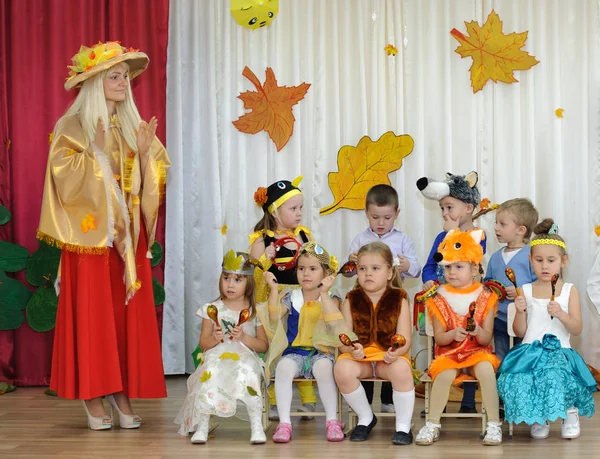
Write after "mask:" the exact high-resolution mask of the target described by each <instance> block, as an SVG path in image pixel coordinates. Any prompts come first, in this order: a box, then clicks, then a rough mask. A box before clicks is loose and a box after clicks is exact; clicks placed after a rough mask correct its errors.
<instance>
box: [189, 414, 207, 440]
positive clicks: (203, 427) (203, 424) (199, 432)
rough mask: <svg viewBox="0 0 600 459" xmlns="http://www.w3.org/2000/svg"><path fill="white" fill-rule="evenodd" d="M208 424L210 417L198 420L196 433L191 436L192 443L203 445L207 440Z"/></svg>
mask: <svg viewBox="0 0 600 459" xmlns="http://www.w3.org/2000/svg"><path fill="white" fill-rule="evenodd" d="M209 423H210V415H208V414H207V415H205V416H202V417H201V418H200V422H199V423H198V427H197V428H196V432H195V433H194V435H192V443H194V444H197V445H203V444H204V443H206V442H207V440H208V425H209Z"/></svg>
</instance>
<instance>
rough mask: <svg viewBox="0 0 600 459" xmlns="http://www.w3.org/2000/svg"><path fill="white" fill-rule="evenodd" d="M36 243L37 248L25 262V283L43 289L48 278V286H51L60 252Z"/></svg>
mask: <svg viewBox="0 0 600 459" xmlns="http://www.w3.org/2000/svg"><path fill="white" fill-rule="evenodd" d="M38 242H39V245H40V246H39V248H38V249H37V250H36V251H35V252H33V253H32V254H31V256H30V257H29V260H27V266H26V268H25V269H26V270H27V282H29V283H30V284H31V285H33V286H35V287H43V286H44V285H46V278H48V286H51V285H54V281H55V280H56V277H57V275H58V265H59V263H60V254H61V251H60V249H58V248H56V247H52V246H50V245H48V244H46V243H45V242H41V241H38Z"/></svg>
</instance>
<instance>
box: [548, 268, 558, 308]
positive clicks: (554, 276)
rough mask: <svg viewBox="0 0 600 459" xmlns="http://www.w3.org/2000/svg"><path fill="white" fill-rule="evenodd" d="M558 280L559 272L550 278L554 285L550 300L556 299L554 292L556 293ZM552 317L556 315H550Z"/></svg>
mask: <svg viewBox="0 0 600 459" xmlns="http://www.w3.org/2000/svg"><path fill="white" fill-rule="evenodd" d="M557 282H558V274H554V275H553V276H552V279H550V287H552V295H551V296H550V301H554V294H555V293H556V283H557ZM550 318H551V319H554V316H550Z"/></svg>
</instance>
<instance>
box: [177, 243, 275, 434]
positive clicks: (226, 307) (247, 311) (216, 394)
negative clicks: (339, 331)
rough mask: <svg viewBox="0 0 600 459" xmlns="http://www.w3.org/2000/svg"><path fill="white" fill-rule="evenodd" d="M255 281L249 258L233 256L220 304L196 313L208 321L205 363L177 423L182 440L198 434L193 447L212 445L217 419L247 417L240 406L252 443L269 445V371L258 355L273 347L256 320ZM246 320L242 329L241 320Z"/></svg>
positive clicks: (202, 309) (226, 266) (226, 276)
mask: <svg viewBox="0 0 600 459" xmlns="http://www.w3.org/2000/svg"><path fill="white" fill-rule="evenodd" d="M253 275H254V266H253V265H252V264H251V263H250V262H249V261H248V255H247V254H246V253H241V252H238V253H237V254H236V253H235V252H234V251H233V250H230V251H229V252H228V253H227V255H226V256H225V257H224V259H223V272H222V273H221V278H220V279H219V292H220V295H219V298H218V299H217V300H216V301H214V302H213V303H209V304H205V305H204V306H202V307H201V308H200V309H199V310H198V312H197V313H196V314H198V315H199V316H200V317H202V331H201V332H200V347H201V348H202V349H203V350H204V361H203V362H202V364H201V365H199V366H198V368H197V369H196V371H195V372H194V373H193V374H192V375H191V376H190V377H189V379H188V382H187V388H188V394H187V397H186V399H185V401H184V403H183V406H182V407H181V410H179V414H178V415H177V417H176V418H175V423H176V424H179V425H180V428H179V434H181V435H187V434H188V433H189V432H193V431H196V433H195V434H194V435H193V436H192V443H206V441H207V439H208V425H209V420H210V415H211V414H214V415H217V416H219V417H231V416H234V415H237V416H238V417H241V416H240V415H239V413H238V411H237V409H238V405H239V403H240V402H242V403H243V404H244V405H245V406H246V410H247V412H248V418H249V420H250V428H251V431H252V434H251V437H250V443H253V444H258V443H265V441H266V436H265V432H264V429H263V425H262V407H263V394H262V380H263V378H264V371H263V362H262V360H261V359H260V358H259V356H258V355H257V353H263V352H266V351H267V349H268V347H269V343H268V340H267V337H266V334H265V331H264V329H263V327H262V325H260V323H259V322H258V320H257V317H256V304H255V299H254V277H253ZM215 308H216V310H217V313H218V317H216V318H217V321H218V323H215V320H214V319H215V315H214V310H215ZM246 317H248V319H247V321H246V322H244V323H242V324H241V325H240V319H242V318H246ZM242 321H243V320H242Z"/></svg>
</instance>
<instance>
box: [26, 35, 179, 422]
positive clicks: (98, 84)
mask: <svg viewBox="0 0 600 459" xmlns="http://www.w3.org/2000/svg"><path fill="white" fill-rule="evenodd" d="M148 62H149V59H148V56H147V55H146V54H144V53H142V52H139V51H138V50H133V49H131V48H129V49H126V48H124V47H122V46H121V45H120V44H119V43H118V42H107V43H98V44H96V45H94V46H92V47H91V48H88V47H85V46H82V47H81V48H80V50H79V52H78V53H77V54H76V55H75V56H74V57H73V65H72V66H70V67H69V68H70V70H71V72H70V76H69V77H68V78H67V81H66V83H65V89H66V90H70V89H73V88H80V90H79V94H78V96H77V98H76V99H75V101H74V102H73V104H72V105H71V106H70V107H69V109H68V110H67V112H66V113H65V114H64V115H63V117H62V118H60V119H59V120H58V122H57V123H56V126H55V128H54V132H53V139H52V143H51V146H50V153H49V156H48V166H47V170H46V179H45V185H44V195H43V202H42V212H41V218H40V225H39V230H38V235H37V237H38V239H40V240H42V241H45V242H47V243H49V244H51V245H55V246H56V247H58V248H60V249H61V250H62V256H61V263H60V268H59V271H58V273H57V274H56V278H55V279H54V280H55V281H56V282H55V285H56V287H57V292H58V296H59V300H58V311H57V316H56V331H55V338H54V351H53V357H52V376H51V383H50V387H51V389H53V390H56V391H57V392H58V396H59V397H63V398H67V399H79V400H82V401H83V406H84V409H85V412H86V414H87V417H88V426H89V428H90V429H92V430H105V429H110V428H111V427H112V425H113V419H112V412H113V408H114V409H115V410H116V412H117V413H118V414H119V424H120V427H122V428H129V429H135V428H139V427H140V425H141V418H140V417H139V416H136V415H135V414H134V412H133V410H132V407H131V404H130V402H129V399H130V398H159V397H166V389H165V383H164V376H163V366H162V359H161V348H160V340H159V334H158V326H157V321H156V313H155V308H154V300H153V291H152V276H151V272H150V260H149V251H148V248H149V247H150V246H151V245H152V243H153V242H154V236H155V232H156V219H157V214H158V208H159V205H160V203H161V200H162V197H163V194H164V185H165V178H166V171H167V169H168V167H169V165H170V162H169V157H168V155H167V152H166V151H165V149H164V147H163V145H162V144H161V143H160V141H159V140H158V139H157V138H156V137H155V132H156V125H157V121H156V118H154V117H153V118H152V119H151V120H150V122H149V123H146V122H145V121H143V120H142V119H141V118H140V115H139V113H138V110H137V108H136V106H135V103H134V101H133V98H132V94H131V87H130V83H129V82H130V80H131V79H133V78H135V77H137V76H138V75H140V74H141V73H142V72H143V71H144V70H145V69H146V67H147V66H148ZM103 397H105V398H106V400H107V401H108V402H109V404H110V414H109V413H107V411H106V410H105V408H104V404H103Z"/></svg>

+-------+

Task to carry out: Quote the data word for word, starting at the beginning and ending with the line that contains "positive clicks: (203, 427)", both ends included. Leave the pictures out of your answer.

Task result:
Write after "mask:" the exact high-resolution mask of the target described by each <instance> block, as an SVG path in image pixel coordinates. Any prompts come first, in this order: a box, then clicks, then a rough mask. A box before clicks is loose and a box after clicks is exact; clicks placed after a rough mask correct its errors.
<instance>
box: [189, 414, 207, 440]
positive clicks: (203, 427) (203, 424) (199, 432)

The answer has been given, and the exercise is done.